» WORK TO COMPLETE
Once the line with "Need: indicate the lake" is found in the entries below, print it and each following line exactly, stopping after the line with "Need: indicate the small"; print nothing else.

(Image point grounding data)
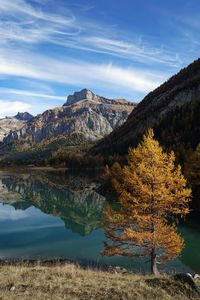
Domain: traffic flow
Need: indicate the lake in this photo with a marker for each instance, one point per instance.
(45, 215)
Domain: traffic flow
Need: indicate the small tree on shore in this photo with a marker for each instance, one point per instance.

---

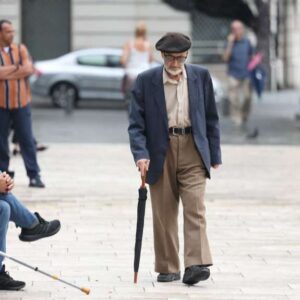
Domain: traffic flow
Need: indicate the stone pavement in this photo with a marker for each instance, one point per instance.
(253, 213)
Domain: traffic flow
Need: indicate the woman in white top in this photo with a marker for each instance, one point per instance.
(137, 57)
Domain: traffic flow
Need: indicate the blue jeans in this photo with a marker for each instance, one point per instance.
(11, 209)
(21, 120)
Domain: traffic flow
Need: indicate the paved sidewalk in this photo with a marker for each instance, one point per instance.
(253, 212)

» WRITTEN REPLY
Need: indicate the lake in this photo with a marker for each instance, one point per instance.
(45, 215)
Domain: traffic flow
Need: indicate the small tree on shore in this photo with a marker for each instance, one point per instance.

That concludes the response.